Plus the constant switching between 60hz and 240/360 will create other issues.

I checked everything power related in Control Panel/Settings/NVCP and nothing points to anything max power.


I'm also suspecting a driver issue

Did you actually have lower VRAM clock on previous drivers? Your setup is pretty hefty in terms of display bandwidth required. With those 2 panels, I wouldn't expect any less than full VRAM clock from any GPU available today.

Yes, GeForce tends to offer more intermediate VRAM P-states than Radeon, but too much display is simply too much display. For the driver team it's always a balancing act to find the right cutoff for a given Pstate. VRAM clock too low and you get artifacting/blacking out, force VRAM clock too high and people don't like the power consumption. I'm sure there are manual ways to force the card into a specific Pstate if you're into that, but otherwise the drivers dictate the behaviour, probably to find a reasonable compromise between the above issues.

◆ To be done:
**a.** Write out the portion of the forum post starting at "I checked everything" and ending at "GPU available today.".
**b.** According to the forum post, what results when the VRAM clock is set too low?
**c.** Condense the paragraph of the forum post that begins "Yes, GeForce tends to offer" into a shorter version that keeps its main facts.
The items after the forum post are not needed.

◆ Entries shown:
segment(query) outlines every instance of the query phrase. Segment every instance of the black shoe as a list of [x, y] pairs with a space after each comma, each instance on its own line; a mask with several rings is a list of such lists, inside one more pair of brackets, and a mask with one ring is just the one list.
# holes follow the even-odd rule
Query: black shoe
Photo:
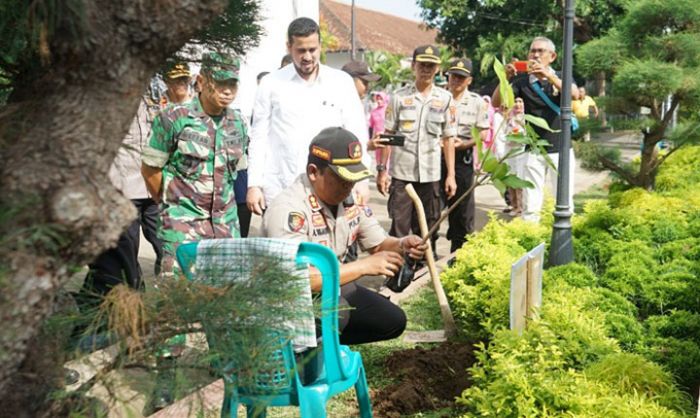
[[66, 386], [74, 385], [78, 383], [78, 381], [80, 381], [80, 373], [67, 367], [63, 368], [63, 382]]

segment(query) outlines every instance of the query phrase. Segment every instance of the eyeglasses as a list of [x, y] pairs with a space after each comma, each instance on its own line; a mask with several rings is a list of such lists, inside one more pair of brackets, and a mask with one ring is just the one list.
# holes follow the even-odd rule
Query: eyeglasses
[[238, 86], [238, 80], [235, 78], [231, 78], [228, 80], [210, 80], [212, 85], [214, 85], [214, 88], [216, 90], [226, 90], [226, 89], [235, 89], [236, 86]]

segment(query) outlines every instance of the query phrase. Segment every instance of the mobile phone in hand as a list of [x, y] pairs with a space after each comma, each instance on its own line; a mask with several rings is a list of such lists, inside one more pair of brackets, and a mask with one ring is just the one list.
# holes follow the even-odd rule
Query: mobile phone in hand
[[515, 67], [515, 71], [526, 73], [530, 70], [530, 61], [514, 61], [513, 66]]
[[401, 134], [379, 134], [379, 138], [382, 144], [394, 147], [403, 147], [403, 143], [406, 140], [406, 136]]

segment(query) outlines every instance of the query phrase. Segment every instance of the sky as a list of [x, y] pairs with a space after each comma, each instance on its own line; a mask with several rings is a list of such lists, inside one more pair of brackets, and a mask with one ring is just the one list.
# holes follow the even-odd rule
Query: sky
[[[335, 1], [347, 4], [352, 3], [351, 0]], [[406, 19], [421, 20], [420, 7], [416, 4], [416, 0], [355, 0], [355, 6], [377, 10]]]

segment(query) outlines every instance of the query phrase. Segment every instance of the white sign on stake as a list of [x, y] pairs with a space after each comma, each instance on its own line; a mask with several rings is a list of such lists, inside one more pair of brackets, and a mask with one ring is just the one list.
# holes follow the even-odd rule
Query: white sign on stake
[[528, 318], [542, 306], [544, 243], [513, 263], [510, 269], [510, 329], [522, 333]]

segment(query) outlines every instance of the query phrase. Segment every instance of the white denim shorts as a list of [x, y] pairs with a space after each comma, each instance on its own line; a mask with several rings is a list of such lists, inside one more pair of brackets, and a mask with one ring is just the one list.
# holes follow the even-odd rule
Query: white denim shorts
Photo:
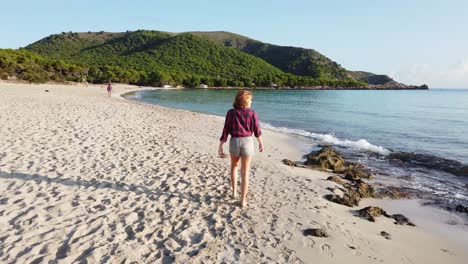
[[231, 156], [252, 156], [255, 154], [253, 137], [231, 138], [229, 153]]

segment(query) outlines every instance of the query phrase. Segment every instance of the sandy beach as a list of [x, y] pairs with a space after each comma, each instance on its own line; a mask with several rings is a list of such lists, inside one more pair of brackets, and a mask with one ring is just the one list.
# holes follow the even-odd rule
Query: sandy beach
[[224, 120], [120, 96], [135, 89], [0, 82], [1, 263], [468, 262], [462, 218], [358, 218], [377, 204], [411, 218], [418, 204], [327, 201], [330, 173], [282, 164], [305, 153], [273, 131], [241, 209], [217, 156]]

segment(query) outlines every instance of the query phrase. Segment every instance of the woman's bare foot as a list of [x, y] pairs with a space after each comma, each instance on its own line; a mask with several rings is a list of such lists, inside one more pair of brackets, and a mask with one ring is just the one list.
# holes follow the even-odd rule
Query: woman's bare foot
[[240, 202], [241, 208], [247, 207], [247, 202], [246, 201], [241, 201]]

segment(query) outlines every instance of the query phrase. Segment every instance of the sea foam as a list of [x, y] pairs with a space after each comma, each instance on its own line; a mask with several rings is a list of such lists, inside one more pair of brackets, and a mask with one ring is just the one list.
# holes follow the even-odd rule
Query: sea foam
[[352, 148], [352, 149], [356, 149], [360, 151], [371, 151], [371, 152], [378, 153], [380, 155], [388, 155], [391, 152], [390, 150], [384, 147], [373, 145], [365, 139], [359, 139], [359, 140], [340, 139], [340, 138], [337, 138], [334, 134], [319, 134], [319, 133], [308, 132], [302, 129], [275, 127], [268, 123], [262, 123], [262, 126], [266, 129], [289, 133], [289, 134], [295, 134], [295, 135], [308, 137], [308, 138], [313, 138], [313, 139], [317, 139], [317, 140], [320, 140], [324, 143], [328, 143], [331, 145]]

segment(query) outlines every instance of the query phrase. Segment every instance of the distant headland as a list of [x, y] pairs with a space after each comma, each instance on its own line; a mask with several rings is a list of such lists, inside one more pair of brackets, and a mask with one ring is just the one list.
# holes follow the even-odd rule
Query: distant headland
[[313, 49], [238, 34], [63, 32], [24, 48], [0, 49], [0, 78], [189, 88], [428, 89], [387, 75], [349, 71]]

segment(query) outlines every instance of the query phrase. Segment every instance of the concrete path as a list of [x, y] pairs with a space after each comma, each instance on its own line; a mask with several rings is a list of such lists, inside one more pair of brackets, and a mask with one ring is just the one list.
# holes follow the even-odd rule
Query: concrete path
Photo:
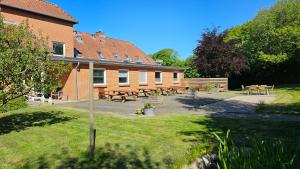
[[[236, 95], [231, 93], [208, 94], [198, 93], [196, 98], [191, 95], [164, 97], [162, 105], [157, 106], [156, 115], [165, 114], [202, 114], [232, 118], [257, 118], [271, 120], [300, 121], [300, 116], [257, 114], [256, 107], [260, 103], [270, 103], [275, 96]], [[142, 108], [147, 98], [126, 103], [100, 100], [95, 101], [96, 112], [107, 112], [125, 116], [136, 116], [137, 108]], [[88, 110], [89, 102], [63, 103], [62, 106]]]

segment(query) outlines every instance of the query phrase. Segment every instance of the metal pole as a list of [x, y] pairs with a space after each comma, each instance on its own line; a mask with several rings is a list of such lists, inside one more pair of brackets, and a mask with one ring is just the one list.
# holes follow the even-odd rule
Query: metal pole
[[95, 131], [94, 131], [94, 84], [93, 84], [93, 62], [89, 63], [89, 95], [90, 95], [90, 158], [94, 158]]

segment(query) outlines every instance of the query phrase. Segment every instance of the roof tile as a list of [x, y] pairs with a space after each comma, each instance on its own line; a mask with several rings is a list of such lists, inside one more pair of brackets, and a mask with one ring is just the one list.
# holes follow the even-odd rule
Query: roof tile
[[[82, 41], [78, 41], [77, 37]], [[142, 50], [128, 41], [105, 37], [103, 33], [95, 35], [88, 33], [74, 33], [74, 47], [81, 53], [82, 58], [100, 60], [98, 52], [101, 52], [108, 61], [116, 61], [114, 55], [120, 56], [120, 61], [124, 62], [128, 56], [130, 61], [136, 63], [140, 57], [143, 64], [156, 64]]]

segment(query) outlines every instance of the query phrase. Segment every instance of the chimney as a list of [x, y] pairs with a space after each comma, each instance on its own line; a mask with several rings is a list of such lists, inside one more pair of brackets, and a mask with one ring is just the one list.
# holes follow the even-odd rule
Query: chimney
[[96, 33], [95, 33], [95, 36], [96, 36], [97, 38], [100, 38], [100, 39], [105, 38], [105, 34], [104, 34], [104, 32], [102, 32], [102, 31], [96, 32]]

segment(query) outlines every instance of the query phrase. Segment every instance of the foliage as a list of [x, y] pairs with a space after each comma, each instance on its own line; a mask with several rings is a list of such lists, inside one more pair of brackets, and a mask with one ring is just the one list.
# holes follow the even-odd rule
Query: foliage
[[18, 110], [21, 108], [27, 107], [27, 100], [25, 97], [19, 97], [13, 100], [10, 100], [6, 105], [2, 106], [0, 108], [1, 112], [7, 112], [11, 110]]
[[152, 109], [154, 106], [151, 103], [145, 103], [144, 104], [144, 109]]
[[183, 66], [183, 61], [179, 59], [179, 54], [174, 49], [166, 48], [162, 49], [153, 55], [151, 55], [154, 60], [163, 60], [163, 66]]
[[300, 81], [299, 11], [299, 0], [280, 0], [253, 20], [229, 30], [225, 40], [237, 42], [250, 64], [249, 72], [240, 77], [243, 81]]
[[217, 28], [206, 30], [194, 50], [195, 65], [205, 77], [229, 77], [246, 69], [247, 61], [241, 48], [234, 41], [225, 42], [226, 32]]
[[196, 59], [195, 55], [191, 55], [187, 57], [184, 61], [184, 67], [186, 68], [184, 72], [184, 77], [185, 78], [197, 78], [200, 77], [200, 74], [198, 70], [196, 69], [196, 66], [194, 64]]
[[47, 39], [35, 35], [28, 22], [5, 25], [0, 16], [1, 106], [33, 89], [39, 93], [56, 90], [69, 68], [51, 60]]
[[214, 133], [219, 141], [218, 169], [296, 167], [295, 150], [290, 149], [288, 143], [281, 140], [252, 140], [247, 146], [238, 146], [229, 138], [229, 133], [228, 130], [225, 138]]

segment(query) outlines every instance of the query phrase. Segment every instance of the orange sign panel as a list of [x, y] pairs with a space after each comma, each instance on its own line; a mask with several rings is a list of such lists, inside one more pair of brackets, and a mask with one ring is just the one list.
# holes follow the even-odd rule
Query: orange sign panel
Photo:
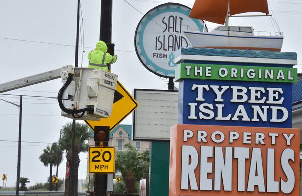
[[169, 196], [299, 195], [298, 129], [176, 125]]

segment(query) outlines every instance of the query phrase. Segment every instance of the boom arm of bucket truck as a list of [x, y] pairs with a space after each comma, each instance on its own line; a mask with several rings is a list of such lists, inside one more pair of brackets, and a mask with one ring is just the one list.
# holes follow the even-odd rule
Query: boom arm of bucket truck
[[111, 114], [117, 75], [101, 70], [60, 69], [0, 84], [0, 93], [62, 78], [64, 86], [58, 94], [62, 116], [85, 120], [99, 120]]

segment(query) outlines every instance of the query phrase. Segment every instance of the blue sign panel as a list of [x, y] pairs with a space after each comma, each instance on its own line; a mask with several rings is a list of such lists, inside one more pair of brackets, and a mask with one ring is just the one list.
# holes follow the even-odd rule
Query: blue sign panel
[[291, 128], [291, 84], [184, 79], [178, 123]]

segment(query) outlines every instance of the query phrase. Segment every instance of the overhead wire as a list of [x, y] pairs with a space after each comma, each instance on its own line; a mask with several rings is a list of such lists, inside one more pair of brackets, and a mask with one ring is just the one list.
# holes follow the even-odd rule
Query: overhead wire
[[[0, 140], [0, 142], [18, 142], [18, 140]], [[21, 141], [21, 143], [35, 143], [35, 144], [51, 144], [52, 143], [50, 142], [33, 142], [33, 141]]]
[[[46, 42], [42, 42], [42, 41], [38, 41], [28, 40], [24, 40], [24, 39], [21, 39], [10, 38], [6, 38], [6, 37], [0, 37], [0, 39], [14, 40], [14, 41], [20, 41], [27, 42], [38, 43], [40, 43], [40, 44], [51, 44], [51, 45], [55, 45], [63, 46], [68, 46], [68, 47], [76, 47], [75, 45], [73, 45], [58, 44], [57, 43]], [[94, 49], [95, 48], [94, 47], [87, 47], [87, 46], [83, 46], [83, 48], [90, 48], [90, 49]], [[127, 50], [115, 49], [115, 50], [117, 51], [125, 52], [135, 52], [135, 51], [132, 51]]]
[[[80, 2], [80, 10], [81, 18], [81, 20], [79, 22], [80, 23], [80, 25], [82, 23], [82, 31], [81, 31], [81, 27], [80, 28], [80, 37], [81, 38], [81, 50], [82, 50], [82, 51], [81, 51], [81, 67], [82, 68], [83, 64], [84, 53], [85, 52], [84, 48], [84, 25], [83, 25], [83, 17], [82, 15], [81, 1], [79, 1], [79, 2]], [[82, 39], [83, 39], [83, 41], [82, 41]]]

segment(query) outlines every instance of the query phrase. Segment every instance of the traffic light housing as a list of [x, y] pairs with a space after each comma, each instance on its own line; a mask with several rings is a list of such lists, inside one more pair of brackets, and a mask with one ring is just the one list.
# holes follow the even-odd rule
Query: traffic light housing
[[95, 142], [109, 141], [109, 127], [95, 126], [94, 141]]
[[114, 46], [115, 44], [113, 43], [106, 43], [106, 45], [107, 46], [107, 52], [111, 55], [114, 55]]

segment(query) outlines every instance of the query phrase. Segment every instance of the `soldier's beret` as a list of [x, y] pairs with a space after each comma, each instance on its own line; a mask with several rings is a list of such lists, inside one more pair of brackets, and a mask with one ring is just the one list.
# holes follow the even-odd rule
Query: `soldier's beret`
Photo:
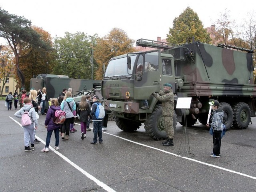
[[164, 84], [164, 86], [165, 87], [172, 87], [172, 85], [171, 85], [170, 83], [165, 83]]

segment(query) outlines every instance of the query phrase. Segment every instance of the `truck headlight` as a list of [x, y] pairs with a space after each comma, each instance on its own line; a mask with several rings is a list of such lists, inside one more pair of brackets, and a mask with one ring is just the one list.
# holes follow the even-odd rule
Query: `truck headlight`
[[130, 106], [129, 106], [129, 104], [128, 103], [126, 103], [124, 104], [124, 110], [126, 111], [127, 111], [129, 110]]

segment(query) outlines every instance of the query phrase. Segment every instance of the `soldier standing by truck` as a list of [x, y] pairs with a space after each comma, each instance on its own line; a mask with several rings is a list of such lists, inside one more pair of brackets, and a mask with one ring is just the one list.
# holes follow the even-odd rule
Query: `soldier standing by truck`
[[172, 116], [174, 113], [174, 99], [172, 85], [169, 83], [164, 84], [164, 91], [159, 93], [153, 93], [156, 99], [162, 102], [162, 112], [164, 119], [164, 128], [166, 132], [167, 140], [162, 142], [163, 146], [173, 146], [174, 131]]

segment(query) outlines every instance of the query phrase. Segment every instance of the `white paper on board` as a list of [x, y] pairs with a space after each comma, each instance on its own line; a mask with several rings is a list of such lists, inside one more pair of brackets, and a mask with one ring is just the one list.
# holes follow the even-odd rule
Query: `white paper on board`
[[179, 97], [177, 101], [176, 109], [189, 109], [190, 108], [192, 97]]

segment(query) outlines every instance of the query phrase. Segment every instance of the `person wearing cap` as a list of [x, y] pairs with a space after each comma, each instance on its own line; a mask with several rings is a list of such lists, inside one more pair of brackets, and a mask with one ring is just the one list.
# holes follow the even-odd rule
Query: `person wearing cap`
[[[220, 157], [220, 145], [221, 144], [221, 134], [223, 130], [223, 116], [224, 112], [219, 109], [220, 103], [217, 100], [209, 102], [209, 104], [212, 106], [213, 110], [213, 114], [212, 117], [212, 123], [210, 124], [213, 129], [213, 152], [210, 156], [213, 158]], [[209, 124], [206, 126], [209, 127]]]
[[167, 140], [162, 142], [163, 146], [173, 146], [174, 131], [173, 117], [174, 110], [174, 98], [172, 85], [170, 83], [164, 84], [164, 90], [159, 93], [153, 93], [156, 99], [162, 102], [162, 113], [164, 120], [164, 128], [166, 132]]
[[20, 98], [20, 108], [21, 108], [23, 106], [23, 103], [24, 103], [24, 99], [27, 97], [27, 91], [25, 90], [22, 90], [22, 94]]
[[19, 98], [18, 94], [16, 94], [14, 96], [14, 108], [17, 109], [18, 102], [19, 101]]
[[94, 95], [92, 97], [93, 104], [92, 105], [91, 109], [91, 115], [92, 117], [92, 123], [93, 124], [93, 134], [94, 136], [93, 140], [91, 142], [91, 144], [97, 144], [98, 137], [99, 137], [99, 143], [102, 143], [102, 120], [98, 119], [95, 116], [95, 112], [97, 109], [96, 103], [99, 104], [99, 96]]
[[20, 102], [20, 108], [22, 108], [22, 101], [21, 100], [21, 96], [22, 95], [23, 91], [24, 91], [24, 88], [22, 87], [20, 89], [20, 95], [19, 96], [19, 101]]

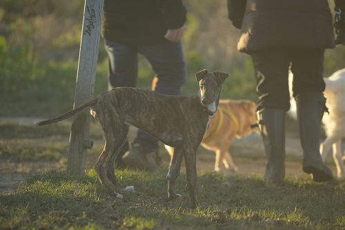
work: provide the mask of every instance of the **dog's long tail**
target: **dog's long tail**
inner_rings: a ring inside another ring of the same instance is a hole
[[[80,112],[81,111],[82,111],[85,108],[95,105],[97,103],[98,99],[99,99],[98,97],[92,99],[88,102],[85,102],[84,104],[81,104],[80,106],[75,107],[72,110],[69,111],[68,112],[67,112],[67,113],[64,113],[64,114],[63,114],[57,117],[46,119],[46,120],[42,121],[42,122],[39,122],[35,123],[34,125],[37,126],[45,126],[46,124],[55,123],[55,122],[61,121],[63,119],[67,119],[68,117],[70,117],[72,115],[74,115],[75,114],[77,113],[78,112]]]

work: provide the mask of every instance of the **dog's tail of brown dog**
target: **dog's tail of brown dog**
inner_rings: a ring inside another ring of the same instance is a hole
[[[55,123],[55,122],[61,121],[63,119],[67,119],[68,117],[70,117],[72,115],[74,115],[75,114],[80,112],[81,111],[82,111],[85,108],[95,105],[97,103],[98,99],[99,99],[98,97],[92,99],[88,102],[85,102],[84,104],[81,104],[80,106],[75,107],[72,110],[69,111],[68,112],[67,112],[67,113],[64,113],[64,114],[63,114],[57,117],[46,119],[46,120],[42,121],[42,122],[39,122],[35,123],[34,125],[37,126],[45,126],[46,124]]]

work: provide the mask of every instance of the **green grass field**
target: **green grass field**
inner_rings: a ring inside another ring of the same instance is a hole
[[[102,148],[101,133],[95,124],[91,125],[95,146],[88,153],[86,175],[72,177],[64,171],[69,126],[68,122],[39,128],[0,123],[0,164],[17,162],[20,167],[30,162],[34,167],[39,162],[54,163],[62,169],[32,169],[24,174],[23,183],[0,195],[1,229],[345,228],[344,180],[317,184],[306,176],[289,175],[284,185],[273,187],[263,183],[262,173],[243,175],[199,169],[200,207],[192,210],[184,171],[177,184],[182,198],[166,200],[165,164],[154,173],[117,171],[124,184],[134,185],[135,192],[124,192],[123,200],[115,201],[106,194],[92,169]],[[250,155],[245,157],[247,164],[254,164]],[[1,170],[1,173],[15,175],[18,170]]]

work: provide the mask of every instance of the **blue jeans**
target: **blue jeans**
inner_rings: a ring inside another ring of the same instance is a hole
[[[130,46],[105,41],[109,57],[108,75],[111,86],[135,87],[138,77],[138,53],[151,64],[158,82],[155,91],[161,94],[180,95],[186,82],[186,66],[181,42],[166,41],[148,46]],[[133,143],[140,144],[145,152],[158,149],[158,141],[138,130]],[[128,148],[128,143],[124,146]],[[126,149],[124,149],[126,151]]]

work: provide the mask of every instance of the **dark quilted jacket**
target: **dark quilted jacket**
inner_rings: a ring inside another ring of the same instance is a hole
[[[327,0],[228,0],[229,19],[241,28],[237,49],[333,48]]]
[[[168,29],[185,23],[186,14],[181,0],[104,0],[101,35],[126,45],[158,44]]]

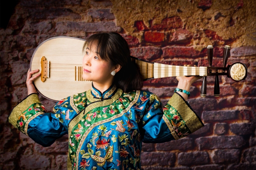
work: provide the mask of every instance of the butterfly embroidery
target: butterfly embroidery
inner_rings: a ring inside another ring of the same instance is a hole
[[[143,109],[143,108],[144,107],[144,106],[141,106],[140,107],[138,107],[138,105],[136,105],[135,106],[134,106],[134,108],[136,109],[138,109],[139,110],[141,110]]]
[[[88,127],[89,126],[91,125],[90,124],[88,124],[87,123],[87,122],[86,122],[84,123],[84,124],[85,126],[86,127]]]
[[[79,97],[77,99],[74,99],[74,101],[75,102],[78,102],[79,100],[80,100],[80,97]]]
[[[124,132],[125,131],[125,129],[123,127],[123,125],[122,124],[121,122],[119,121],[116,121],[116,129],[114,129],[111,128],[112,130],[115,130],[119,132]]]
[[[79,132],[80,133],[81,133],[82,131],[82,129],[84,129],[82,127],[82,126],[81,126],[81,125],[80,124],[78,124],[78,129],[77,129],[76,130],[75,130],[74,131],[74,132]]]
[[[92,154],[90,154],[90,156],[93,160],[97,163],[98,166],[102,167],[105,164],[106,161],[108,162],[112,162],[113,161],[114,146],[110,146],[109,148],[109,149],[107,152],[104,158]]]

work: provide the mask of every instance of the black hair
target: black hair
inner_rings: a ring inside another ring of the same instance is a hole
[[[118,88],[126,93],[141,89],[142,76],[136,64],[131,62],[129,45],[122,36],[114,32],[93,34],[84,43],[83,50],[93,46],[102,59],[110,61],[111,67],[117,64],[122,66],[114,78]]]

◆ Solutions to the exercise:
**a.**
I checked everything power related in Control Panel/Settings/NVCP and nothing points to anything max power.


I'm also suspecting a driver issue

Did you actually have lower VRAM clock on previous drivers? Your setup is pretty hefty in terms of display bandwidth required. With those 2 panels, I wouldn't expect any less than full VRAM clock from any GPU available today.

**b.** Artifacting or blacking out.

**c.** GeForce tends to offer more intermediate VRAM P-states than Radeon, but too much display is still too much. The driver team must balance the cutoff for each P-state: too low a VRAM clock causes artifacting or blacking out, while too high a clock draws complaints about power consumption. Manual ways to force a specific P-state probably exist, but otherwise the drivers set the behavior, likely as a compromise between these issues.